» Stated task
Rewrite the listing below, changing "in this photograph" to "in this image" wherever it occurs and leaving everything else as it is. Omit the pictures from your answer.

» Source records
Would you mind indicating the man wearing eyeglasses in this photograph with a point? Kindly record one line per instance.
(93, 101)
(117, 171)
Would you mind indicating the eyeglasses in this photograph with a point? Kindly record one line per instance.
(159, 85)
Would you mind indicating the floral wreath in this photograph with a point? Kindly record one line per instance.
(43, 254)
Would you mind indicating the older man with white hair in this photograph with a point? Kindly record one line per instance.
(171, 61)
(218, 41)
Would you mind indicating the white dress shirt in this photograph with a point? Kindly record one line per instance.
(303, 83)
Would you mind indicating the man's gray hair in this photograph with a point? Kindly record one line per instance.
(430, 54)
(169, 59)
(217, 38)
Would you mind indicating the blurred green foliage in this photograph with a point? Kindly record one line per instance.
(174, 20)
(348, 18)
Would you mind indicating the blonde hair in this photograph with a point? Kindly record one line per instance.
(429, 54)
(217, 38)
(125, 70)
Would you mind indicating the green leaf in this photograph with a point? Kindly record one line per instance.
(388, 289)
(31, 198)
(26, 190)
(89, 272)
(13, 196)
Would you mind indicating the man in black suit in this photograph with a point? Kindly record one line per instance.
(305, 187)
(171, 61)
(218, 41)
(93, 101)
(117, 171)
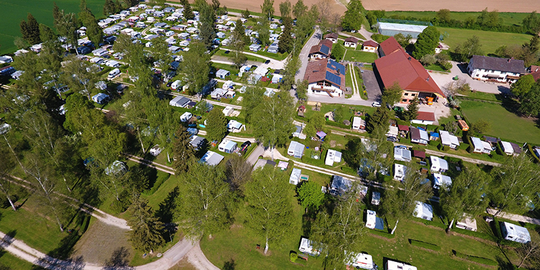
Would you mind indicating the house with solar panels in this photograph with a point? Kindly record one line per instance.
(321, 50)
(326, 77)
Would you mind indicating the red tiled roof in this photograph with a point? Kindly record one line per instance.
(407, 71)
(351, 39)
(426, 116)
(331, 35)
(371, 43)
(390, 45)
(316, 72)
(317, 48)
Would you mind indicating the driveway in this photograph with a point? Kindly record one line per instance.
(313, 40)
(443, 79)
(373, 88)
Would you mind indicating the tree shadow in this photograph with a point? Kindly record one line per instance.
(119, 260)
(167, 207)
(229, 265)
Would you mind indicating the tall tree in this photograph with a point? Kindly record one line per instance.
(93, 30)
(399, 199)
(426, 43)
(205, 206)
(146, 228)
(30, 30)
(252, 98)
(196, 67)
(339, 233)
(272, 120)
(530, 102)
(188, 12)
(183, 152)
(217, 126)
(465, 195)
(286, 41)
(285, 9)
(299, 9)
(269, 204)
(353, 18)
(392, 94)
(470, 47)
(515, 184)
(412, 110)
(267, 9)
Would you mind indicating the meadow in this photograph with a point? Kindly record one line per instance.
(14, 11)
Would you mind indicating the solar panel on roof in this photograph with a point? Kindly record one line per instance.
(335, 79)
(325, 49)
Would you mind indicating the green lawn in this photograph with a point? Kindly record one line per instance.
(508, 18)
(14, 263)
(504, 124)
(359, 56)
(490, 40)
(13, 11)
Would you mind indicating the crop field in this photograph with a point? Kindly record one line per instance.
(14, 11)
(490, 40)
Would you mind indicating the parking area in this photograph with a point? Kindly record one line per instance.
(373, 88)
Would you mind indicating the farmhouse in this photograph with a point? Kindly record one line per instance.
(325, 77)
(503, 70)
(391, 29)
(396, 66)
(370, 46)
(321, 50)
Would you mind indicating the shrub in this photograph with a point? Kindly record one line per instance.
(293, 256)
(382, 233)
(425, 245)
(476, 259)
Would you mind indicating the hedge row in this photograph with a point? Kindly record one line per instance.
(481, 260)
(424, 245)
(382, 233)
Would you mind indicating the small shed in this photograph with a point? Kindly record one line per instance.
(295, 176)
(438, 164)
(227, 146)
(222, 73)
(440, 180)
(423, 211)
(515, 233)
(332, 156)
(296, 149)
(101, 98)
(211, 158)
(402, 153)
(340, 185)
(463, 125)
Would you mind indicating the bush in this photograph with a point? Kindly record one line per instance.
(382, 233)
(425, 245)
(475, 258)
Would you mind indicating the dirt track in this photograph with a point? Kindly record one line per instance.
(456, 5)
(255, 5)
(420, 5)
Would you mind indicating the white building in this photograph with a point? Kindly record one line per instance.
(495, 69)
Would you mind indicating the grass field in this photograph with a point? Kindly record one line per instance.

» Reply
Would you mind indicating the man wearing eyeglasses in this image with a point? Kindly record one line per instance.
(93, 101)
(117, 171)
Would you mind indicating the eyeglasses in this image with a point? Kindly record one line per instance.
(159, 85)
Would you mind indicating the floral wreath in this image with a point? Kindly record one line per instance.
(43, 254)
Would you mind indicating the older man with white hair in this image with a point? Kindly record one line per instance.
(171, 61)
(218, 41)
Would you mind indicating the white dress shirt in this image with a point? Kindly record one line per instance.
(303, 83)
Would you mind indicating the man's gray hair in this image with a point? Kindly record one line per instance.
(430, 54)
(169, 59)
(217, 38)
Would you mind indicating the blurred green foliage in this image with a point? Kindly record one line per instance.
(174, 20)
(348, 18)
Would you mind indicating the blonde hair in this image with a point? Kindly record one line per instance.
(429, 54)
(217, 38)
(125, 70)
Would you mind indicating the green leaf in this image with a point? Kindly record one line per instance.
(388, 289)
(31, 198)
(26, 190)
(89, 272)
(13, 196)
Would you mind indicating the man in black suit in this image with a point? Kindly record one line per instance.
(305, 187)
(171, 61)
(218, 41)
(93, 101)
(117, 171)
Would you mind indicating the house with solar panels in this image with a point? Kindly record one line per instance.
(321, 50)
(326, 77)
Would you mind indicating the red tiled roof in this image with a point? Kindly record one line per instance.
(407, 71)
(351, 39)
(426, 116)
(331, 35)
(371, 43)
(390, 45)
(316, 72)
(317, 48)
Would you mind indicating the driveway in this image with a point? Kindly record one line per instance.
(313, 40)
(443, 79)
(373, 88)
Would you mind indicating the tree shadow in this image with a point? Kindly record one line per instance.
(119, 260)
(167, 207)
(229, 265)
Would you mind indicating the tall tree in this image with a point? Kindly record one line per instance.
(93, 30)
(399, 199)
(426, 43)
(205, 206)
(146, 228)
(30, 30)
(252, 98)
(196, 67)
(339, 233)
(272, 120)
(530, 102)
(188, 12)
(183, 152)
(217, 126)
(465, 195)
(286, 41)
(285, 9)
(299, 9)
(269, 204)
(353, 18)
(392, 94)
(470, 47)
(515, 184)
(412, 110)
(267, 9)
Would you mind indicating the meadow in this image with a point? Kindly record one line per instance.
(14, 11)
Would you mind indicating the solar panel on roof in this image with a point? Kindly record one line per instance.
(335, 79)
(325, 49)
Would you mind indicating the green lawn in this image with a point? Kindly record one line per instance.
(508, 18)
(14, 263)
(504, 124)
(359, 56)
(490, 40)
(13, 11)
Would you mind indicating the crop field in this image with a point? Kindly record one line per instance.
(14, 11)
(490, 40)
Would you mind indicating the parking area in this image with a point? Kindly record one line per instance.
(373, 88)
Would you mind indicating the farmhouse in this image with a point? Kindly record one line per instance.
(325, 77)
(503, 70)
(391, 29)
(396, 66)
(370, 46)
(321, 50)
Would you mind indicating the shrub in this image with a point? Kindly record one line per instance.
(293, 256)
(382, 233)
(425, 245)
(476, 259)
Would you mind indicating the hedge row in this image with a point? Kindly record one line per instance.
(481, 260)
(424, 245)
(382, 233)
Would you mind indicating the small shed in this image with a point? Kindly record one line per instance.
(295, 176)
(438, 164)
(227, 146)
(222, 73)
(440, 180)
(423, 211)
(515, 233)
(332, 156)
(296, 149)
(101, 98)
(211, 158)
(402, 153)
(340, 185)
(463, 125)
Would you mind indicating the bush in this image with a point? Kindly record one line per instance.
(382, 233)
(425, 245)
(475, 258)
Would you mind indicating the dirt track in this image with a point? Kindly record one line per instance.
(456, 5)
(255, 5)
(420, 5)
Would you mind indicating the white building in this image with a point? Kindly record one line per instance.
(495, 69)
Would you mind indicating the grass field in this image with a point? Kindly record one line per instance.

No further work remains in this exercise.